**Material shown:**
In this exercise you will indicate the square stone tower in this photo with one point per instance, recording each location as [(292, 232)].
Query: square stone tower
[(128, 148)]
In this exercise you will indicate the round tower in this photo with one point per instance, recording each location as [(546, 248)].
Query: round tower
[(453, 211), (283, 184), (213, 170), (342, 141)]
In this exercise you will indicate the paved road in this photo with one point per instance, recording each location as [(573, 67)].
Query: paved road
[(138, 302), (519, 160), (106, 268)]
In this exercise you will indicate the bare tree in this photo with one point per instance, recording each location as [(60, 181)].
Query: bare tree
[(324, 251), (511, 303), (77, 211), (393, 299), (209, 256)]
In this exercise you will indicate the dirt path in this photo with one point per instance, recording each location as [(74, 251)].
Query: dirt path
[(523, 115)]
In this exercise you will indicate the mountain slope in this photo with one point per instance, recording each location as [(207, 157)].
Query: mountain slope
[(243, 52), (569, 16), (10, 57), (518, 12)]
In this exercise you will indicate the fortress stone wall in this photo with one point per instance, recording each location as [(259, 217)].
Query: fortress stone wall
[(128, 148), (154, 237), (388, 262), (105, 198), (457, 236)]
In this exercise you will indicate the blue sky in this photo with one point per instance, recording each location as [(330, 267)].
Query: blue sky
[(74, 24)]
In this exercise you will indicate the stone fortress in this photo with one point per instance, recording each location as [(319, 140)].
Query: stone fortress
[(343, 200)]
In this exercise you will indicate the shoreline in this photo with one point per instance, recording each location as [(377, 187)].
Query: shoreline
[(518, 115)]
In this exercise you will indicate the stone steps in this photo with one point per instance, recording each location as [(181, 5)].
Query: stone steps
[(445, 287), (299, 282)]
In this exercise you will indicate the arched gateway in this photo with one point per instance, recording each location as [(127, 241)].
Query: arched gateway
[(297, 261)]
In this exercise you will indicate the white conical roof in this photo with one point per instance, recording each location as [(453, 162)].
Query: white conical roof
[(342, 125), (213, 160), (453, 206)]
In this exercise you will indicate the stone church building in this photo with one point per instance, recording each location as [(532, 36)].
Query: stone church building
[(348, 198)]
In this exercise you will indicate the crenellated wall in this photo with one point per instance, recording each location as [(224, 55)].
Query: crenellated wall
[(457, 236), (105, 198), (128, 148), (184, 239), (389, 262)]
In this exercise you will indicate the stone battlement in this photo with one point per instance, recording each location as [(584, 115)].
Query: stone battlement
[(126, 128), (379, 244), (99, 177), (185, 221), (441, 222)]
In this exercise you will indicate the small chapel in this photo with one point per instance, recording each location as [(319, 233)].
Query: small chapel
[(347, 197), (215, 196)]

**Written problem:** Copy the listing above, substituting "a single point for each instance" for every occurrence of "one point per instance" and keeping all other text unchanged.

**Solution to the problem:**
In this exercise you will indicate the square stone tower in this photo with a single point for each instance, recording each location as [(292, 232)].
Query: square stone tower
[(128, 148)]
In this exercise you will indicate the round tower in this photo with a single point for each instance, recording each location as [(546, 248)].
Query: round tower
[(453, 211), (283, 184), (213, 170), (342, 141)]
In this exercise you will indicate the paved road in this photo with a single point for each instance, recording each location as [(573, 67)].
Query: paved road
[(138, 302), (519, 160), (106, 268)]
In this exercise you will indicate the bare tree in this photo with a single point for each instance, recording each location as [(60, 181)].
Query: bare tree
[(324, 251), (511, 303), (77, 211), (393, 299), (209, 256)]
In this exercise you will indicate the dirt path in this photo with a single point for each instance, recording each location as [(74, 251)].
Query: dirt path
[(523, 115)]
In this exercise you will indicate the mountain slope in this photo with a single point for each instance, recording each location as [(207, 157)].
Query: mountain slope
[(243, 52), (569, 16), (10, 57), (518, 12)]
In this exercise you will indicate the fortress stone wall in this photo with a single point for each instance, recording each location as [(259, 217)].
Query: fortress stone wall
[(128, 148), (154, 237), (388, 262), (105, 198), (457, 236)]
In this exercise you will indicate the blue sky in this photo with a single point for each instance, recording each location as [(330, 267)].
Query: blue sky
[(74, 24)]
In this exercise you will indicate the stone fortress in this photo with a single point for each instance, recording each location as [(319, 140)].
Query: stone fortress
[(343, 200)]
In this exercise you will indicate the shoreline in this photo with a single point for each instance, recording each location as [(377, 187)].
Query: shoreline
[(518, 115)]
In this exercise you will indicate the stone steps in this photo with a single point for each instance, recording each location as [(181, 5)].
Query: stone steps
[(445, 287), (299, 282)]
In this exercise you will indicate the arched gateway in this photo with a single point for each instance, recording each location as [(127, 241)].
Query: arched gateway
[(297, 261)]
In this exercise you will indicate the white conical roof in this photo with a single point for each instance, recording each location as [(453, 162)].
Query: white conical roof
[(342, 125), (213, 160), (453, 206)]
In this exercise you will indicate the stone church building in this photo with a single point for each instance, recording each location as [(532, 36)].
Query: stone church building
[(348, 198)]
In this exercise you will indicate the crenellated wall in this photo with a single point for each instance, recording each location as [(224, 55)].
Query: crenellated wall
[(457, 236), (105, 198), (128, 148), (184, 239), (389, 262)]
In this exercise you will indicate the stone battlement in this photo with a single point for each instance, recording each location as [(584, 115)].
Query: stone battlement
[(126, 128), (379, 244), (99, 177), (185, 221), (441, 222)]
In this exercise you will indicate the small chapel in this photo with a single point for each instance, recording each location as [(319, 233)].
Query: small chapel
[(347, 197), (215, 196)]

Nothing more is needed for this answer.